Required action: Copy out the material from the line with "In this document" to the line with "positive clicks: (99, 141) (110, 142)", both included, and nothing else.

(Beginning of Exercise materials)

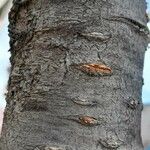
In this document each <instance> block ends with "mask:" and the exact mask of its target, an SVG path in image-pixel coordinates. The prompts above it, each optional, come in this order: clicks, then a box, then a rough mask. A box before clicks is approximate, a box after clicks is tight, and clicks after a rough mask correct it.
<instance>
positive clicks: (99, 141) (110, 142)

(End of Exercise materials)
(Beginning of Exercise materials)

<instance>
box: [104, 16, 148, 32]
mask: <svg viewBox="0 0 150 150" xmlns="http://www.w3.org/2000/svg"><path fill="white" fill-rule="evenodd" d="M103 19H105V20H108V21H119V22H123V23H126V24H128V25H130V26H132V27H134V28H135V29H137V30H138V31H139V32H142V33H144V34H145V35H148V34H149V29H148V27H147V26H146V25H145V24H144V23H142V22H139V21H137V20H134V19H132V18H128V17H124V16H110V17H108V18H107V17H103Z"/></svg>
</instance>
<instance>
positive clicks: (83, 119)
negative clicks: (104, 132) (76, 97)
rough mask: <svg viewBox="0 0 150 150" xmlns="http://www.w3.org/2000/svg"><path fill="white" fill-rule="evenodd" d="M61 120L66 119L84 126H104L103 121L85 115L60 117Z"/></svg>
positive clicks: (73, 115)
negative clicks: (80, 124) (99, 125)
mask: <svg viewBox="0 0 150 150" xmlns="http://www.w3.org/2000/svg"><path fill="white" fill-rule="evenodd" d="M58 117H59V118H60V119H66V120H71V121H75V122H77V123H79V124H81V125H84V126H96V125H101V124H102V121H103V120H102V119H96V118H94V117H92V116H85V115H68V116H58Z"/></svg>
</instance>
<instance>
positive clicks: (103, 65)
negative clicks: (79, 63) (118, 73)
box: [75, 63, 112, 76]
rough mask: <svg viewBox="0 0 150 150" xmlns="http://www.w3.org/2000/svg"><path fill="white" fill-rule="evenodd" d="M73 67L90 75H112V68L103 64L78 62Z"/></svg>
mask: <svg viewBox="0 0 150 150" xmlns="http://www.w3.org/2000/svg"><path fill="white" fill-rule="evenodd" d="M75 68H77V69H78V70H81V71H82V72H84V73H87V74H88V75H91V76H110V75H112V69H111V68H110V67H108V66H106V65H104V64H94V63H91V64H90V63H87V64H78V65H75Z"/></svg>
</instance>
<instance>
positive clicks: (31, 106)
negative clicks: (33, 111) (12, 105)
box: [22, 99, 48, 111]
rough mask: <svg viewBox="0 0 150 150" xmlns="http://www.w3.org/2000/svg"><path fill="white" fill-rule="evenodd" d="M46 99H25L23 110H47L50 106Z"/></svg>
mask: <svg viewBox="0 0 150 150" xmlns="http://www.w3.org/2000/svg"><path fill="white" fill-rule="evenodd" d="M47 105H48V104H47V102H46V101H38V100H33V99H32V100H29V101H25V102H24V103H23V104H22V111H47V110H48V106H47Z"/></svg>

(End of Exercise materials)

Answer section:
In this document each <instance> block ends with "mask:" and the exact mask of its target, an SVG path in image-pixel coordinates. The prompts above it, each optional, come in this order: clicks, then a box, then a rough mask. A box before clicks is approximate, a box after clicks is tight, and clicks after a rough mask correct it.
<instance>
positive clicks: (99, 141) (110, 142)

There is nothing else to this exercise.